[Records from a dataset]
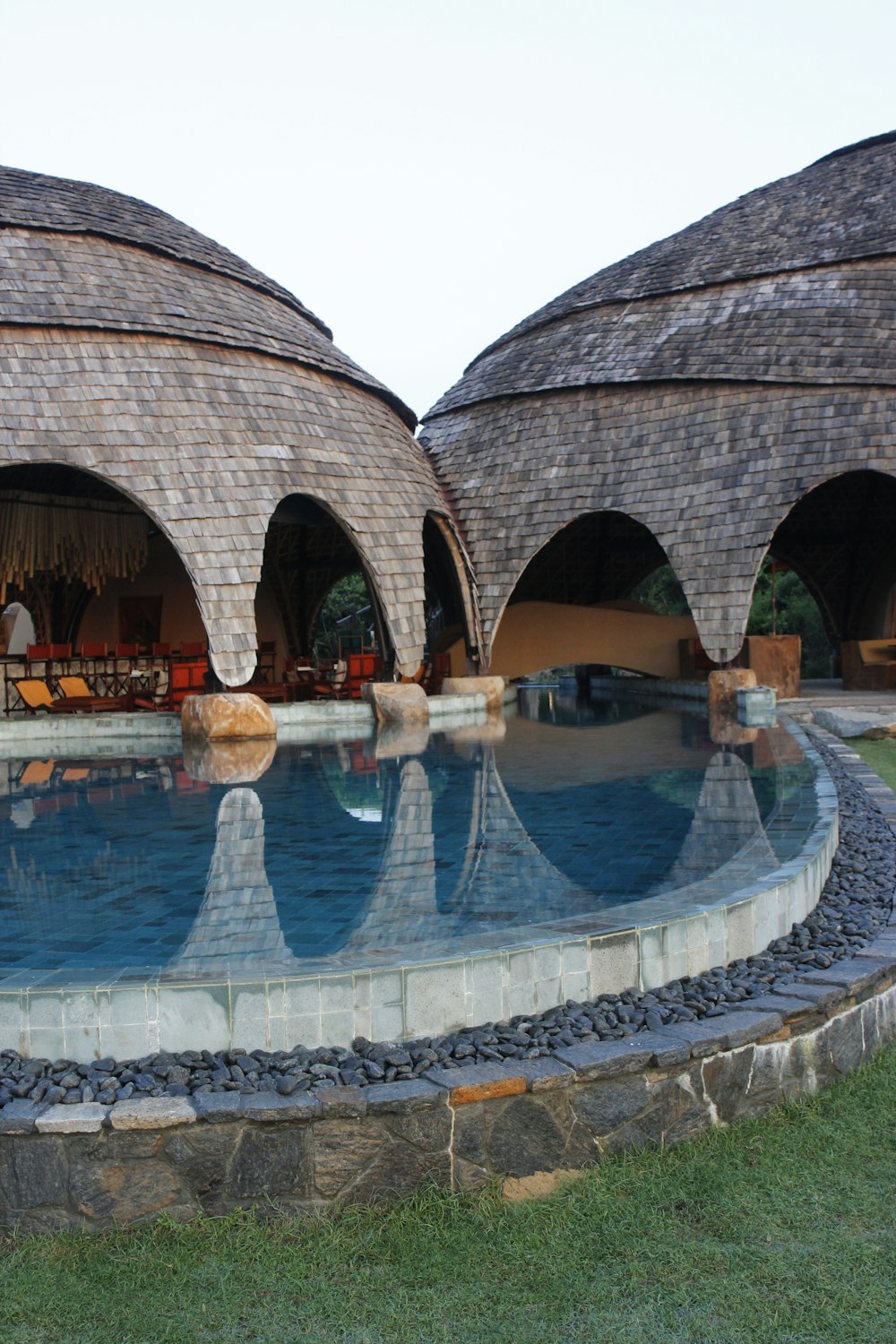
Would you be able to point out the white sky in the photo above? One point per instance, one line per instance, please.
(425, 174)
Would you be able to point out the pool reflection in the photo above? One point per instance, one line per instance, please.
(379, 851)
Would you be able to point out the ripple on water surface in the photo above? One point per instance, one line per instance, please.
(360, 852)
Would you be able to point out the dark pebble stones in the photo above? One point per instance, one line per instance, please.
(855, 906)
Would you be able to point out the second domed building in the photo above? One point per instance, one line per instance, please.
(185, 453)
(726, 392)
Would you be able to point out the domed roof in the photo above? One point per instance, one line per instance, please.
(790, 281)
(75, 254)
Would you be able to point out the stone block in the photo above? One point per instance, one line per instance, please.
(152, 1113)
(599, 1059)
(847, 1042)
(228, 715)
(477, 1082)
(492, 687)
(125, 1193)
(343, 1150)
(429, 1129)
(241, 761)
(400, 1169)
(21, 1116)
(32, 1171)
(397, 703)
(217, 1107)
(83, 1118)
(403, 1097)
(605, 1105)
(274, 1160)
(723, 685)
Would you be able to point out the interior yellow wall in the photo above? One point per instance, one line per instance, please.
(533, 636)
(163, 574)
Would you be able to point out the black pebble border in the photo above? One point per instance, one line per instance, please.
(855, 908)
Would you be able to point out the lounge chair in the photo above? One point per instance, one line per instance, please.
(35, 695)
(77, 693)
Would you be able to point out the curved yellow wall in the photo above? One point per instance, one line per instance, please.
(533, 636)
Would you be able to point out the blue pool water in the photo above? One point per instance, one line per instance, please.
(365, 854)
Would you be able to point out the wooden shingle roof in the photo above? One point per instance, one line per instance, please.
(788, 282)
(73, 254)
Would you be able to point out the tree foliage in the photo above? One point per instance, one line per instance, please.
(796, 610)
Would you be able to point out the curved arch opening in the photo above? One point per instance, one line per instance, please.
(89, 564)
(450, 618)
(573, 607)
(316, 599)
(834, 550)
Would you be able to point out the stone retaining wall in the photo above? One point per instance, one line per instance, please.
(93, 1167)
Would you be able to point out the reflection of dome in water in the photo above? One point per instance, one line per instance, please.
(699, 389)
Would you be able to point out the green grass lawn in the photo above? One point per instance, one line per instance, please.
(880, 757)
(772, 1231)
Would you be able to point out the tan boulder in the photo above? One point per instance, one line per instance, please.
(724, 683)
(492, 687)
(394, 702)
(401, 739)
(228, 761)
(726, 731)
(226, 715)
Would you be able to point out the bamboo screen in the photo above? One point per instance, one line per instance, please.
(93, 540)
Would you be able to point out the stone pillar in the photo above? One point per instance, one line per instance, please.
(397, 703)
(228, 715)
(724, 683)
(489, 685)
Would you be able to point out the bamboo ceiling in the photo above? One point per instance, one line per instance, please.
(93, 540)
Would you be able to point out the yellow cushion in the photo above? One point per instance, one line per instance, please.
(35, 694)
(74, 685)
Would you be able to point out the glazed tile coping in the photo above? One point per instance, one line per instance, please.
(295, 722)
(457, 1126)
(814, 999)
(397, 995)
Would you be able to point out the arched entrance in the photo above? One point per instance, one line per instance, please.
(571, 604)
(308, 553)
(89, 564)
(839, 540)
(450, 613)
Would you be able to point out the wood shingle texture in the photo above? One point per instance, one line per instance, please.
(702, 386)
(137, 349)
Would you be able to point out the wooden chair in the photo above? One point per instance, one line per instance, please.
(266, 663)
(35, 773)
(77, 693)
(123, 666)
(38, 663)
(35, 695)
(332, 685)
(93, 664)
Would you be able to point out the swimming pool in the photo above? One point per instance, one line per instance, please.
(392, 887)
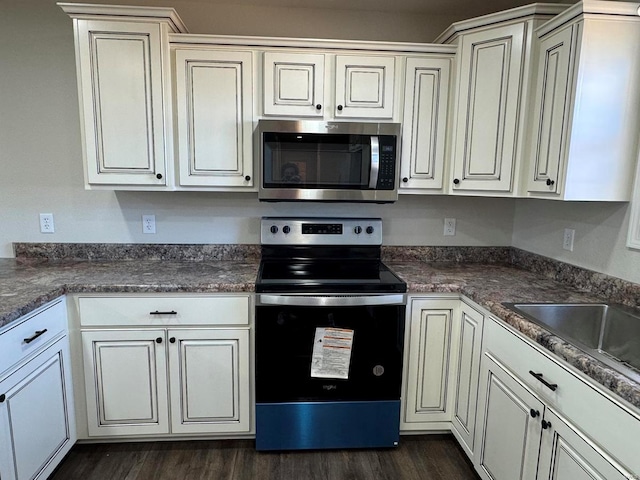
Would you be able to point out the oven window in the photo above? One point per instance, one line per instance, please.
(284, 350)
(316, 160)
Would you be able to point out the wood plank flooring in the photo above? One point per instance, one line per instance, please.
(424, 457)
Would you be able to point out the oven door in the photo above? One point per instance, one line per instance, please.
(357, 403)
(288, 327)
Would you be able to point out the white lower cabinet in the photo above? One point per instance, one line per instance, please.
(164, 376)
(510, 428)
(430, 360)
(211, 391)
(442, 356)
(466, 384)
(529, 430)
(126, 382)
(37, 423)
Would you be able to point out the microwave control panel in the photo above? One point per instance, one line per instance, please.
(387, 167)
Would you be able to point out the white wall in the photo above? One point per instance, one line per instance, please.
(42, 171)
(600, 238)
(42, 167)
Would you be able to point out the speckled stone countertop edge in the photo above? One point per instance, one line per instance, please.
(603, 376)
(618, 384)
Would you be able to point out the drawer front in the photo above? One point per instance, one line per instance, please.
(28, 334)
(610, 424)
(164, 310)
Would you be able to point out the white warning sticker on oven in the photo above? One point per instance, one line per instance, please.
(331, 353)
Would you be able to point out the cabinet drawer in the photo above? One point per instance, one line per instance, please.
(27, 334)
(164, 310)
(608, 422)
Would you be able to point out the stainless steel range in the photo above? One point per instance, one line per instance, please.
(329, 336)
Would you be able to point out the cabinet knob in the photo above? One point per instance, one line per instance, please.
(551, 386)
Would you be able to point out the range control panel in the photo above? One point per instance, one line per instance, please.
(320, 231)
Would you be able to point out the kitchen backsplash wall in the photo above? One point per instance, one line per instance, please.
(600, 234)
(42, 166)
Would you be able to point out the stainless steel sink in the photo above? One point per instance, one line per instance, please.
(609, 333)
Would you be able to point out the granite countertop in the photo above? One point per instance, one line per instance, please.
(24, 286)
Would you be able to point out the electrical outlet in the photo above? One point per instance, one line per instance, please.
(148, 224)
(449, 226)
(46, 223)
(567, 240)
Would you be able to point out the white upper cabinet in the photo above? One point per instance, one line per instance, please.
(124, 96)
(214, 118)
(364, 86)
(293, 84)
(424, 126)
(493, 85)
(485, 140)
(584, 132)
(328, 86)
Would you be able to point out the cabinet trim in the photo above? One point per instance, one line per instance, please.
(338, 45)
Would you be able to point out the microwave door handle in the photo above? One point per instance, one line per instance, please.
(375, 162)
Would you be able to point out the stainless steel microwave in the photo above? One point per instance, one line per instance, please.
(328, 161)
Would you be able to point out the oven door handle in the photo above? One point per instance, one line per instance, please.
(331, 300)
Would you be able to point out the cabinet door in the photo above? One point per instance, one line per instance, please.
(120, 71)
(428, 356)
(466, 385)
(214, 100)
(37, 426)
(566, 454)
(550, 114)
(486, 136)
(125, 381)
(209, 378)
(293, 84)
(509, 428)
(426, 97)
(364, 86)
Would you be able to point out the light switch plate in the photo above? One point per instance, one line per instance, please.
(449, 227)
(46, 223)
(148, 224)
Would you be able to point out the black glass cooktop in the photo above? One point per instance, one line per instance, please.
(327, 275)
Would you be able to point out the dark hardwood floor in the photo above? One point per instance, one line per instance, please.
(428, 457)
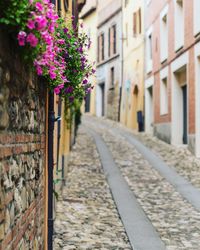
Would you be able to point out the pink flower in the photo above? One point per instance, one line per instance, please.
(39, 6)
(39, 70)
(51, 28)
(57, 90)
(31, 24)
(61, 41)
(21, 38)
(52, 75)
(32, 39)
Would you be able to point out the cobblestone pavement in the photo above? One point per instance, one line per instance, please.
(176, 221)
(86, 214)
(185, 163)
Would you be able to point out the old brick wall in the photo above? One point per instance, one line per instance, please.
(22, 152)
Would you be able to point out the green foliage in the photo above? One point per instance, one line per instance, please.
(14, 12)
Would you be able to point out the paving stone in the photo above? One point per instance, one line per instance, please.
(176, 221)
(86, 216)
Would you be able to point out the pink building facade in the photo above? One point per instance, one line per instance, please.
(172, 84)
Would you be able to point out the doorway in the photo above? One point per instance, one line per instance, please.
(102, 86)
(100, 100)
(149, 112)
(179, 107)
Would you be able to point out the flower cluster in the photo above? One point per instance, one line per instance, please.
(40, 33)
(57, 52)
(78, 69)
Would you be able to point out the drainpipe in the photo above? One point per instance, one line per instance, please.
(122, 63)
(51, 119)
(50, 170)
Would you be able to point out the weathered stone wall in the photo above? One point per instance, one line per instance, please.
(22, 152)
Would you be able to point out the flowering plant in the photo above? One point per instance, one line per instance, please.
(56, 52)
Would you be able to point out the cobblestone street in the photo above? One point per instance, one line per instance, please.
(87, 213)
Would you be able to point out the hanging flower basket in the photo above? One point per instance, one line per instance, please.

**Written request**. Every line from the one containing "Would you be able to point out the pink flower" through the last line must be copied exactly; leave out the rest.

**Response to this task**.
Would you be able to point out the pink flower in the photo above? One point per instance, one line per instance, please.
(39, 6)
(39, 70)
(51, 28)
(57, 90)
(31, 24)
(61, 41)
(21, 38)
(52, 75)
(32, 39)
Would you be able to point out the cobblestone pavement in the photo above? One point per instance, one line per instance, please.
(176, 221)
(86, 214)
(185, 163)
Would you be able to point out the old brick wall in the photo above? One point per instance, one line per instance, please.
(22, 152)
Would you be able to point out the green foliage in the photo above? One point per instance, one line per instance, please.
(14, 12)
Would you be able to point out the paving stone in the photo above? One point per instance, one line per instance, please.
(176, 221)
(86, 216)
Would you be able to point out the pink building facade in the photo above? One point per instance, one line per instance, please.
(172, 84)
Would you be able to point out the doorway in the photo above? One point per instance, one line per instance, please.
(102, 86)
(100, 100)
(149, 112)
(179, 107)
Would you be able to point out the flower cluster in the photo above? One point per instance, one line per instance, please.
(40, 33)
(57, 52)
(78, 69)
Would you be able to point out the drainpipe in the photo above? One point per instance, one line per instance, please.
(122, 63)
(51, 119)
(50, 170)
Would you be able to point out the weathered stone wall in the photo above? One point per instance, one line per instance, please.
(22, 152)
Would you be able to point out the flowering plant in the photo above? One point per instance, one line per instance, please.
(56, 52)
Would you be able to point out the cobblestone street in the photo above? One point per instance, one line per instance, please.
(87, 213)
Would you be able to point out the hanging flower basket in the photo above? One point per instance, one line per instance, please.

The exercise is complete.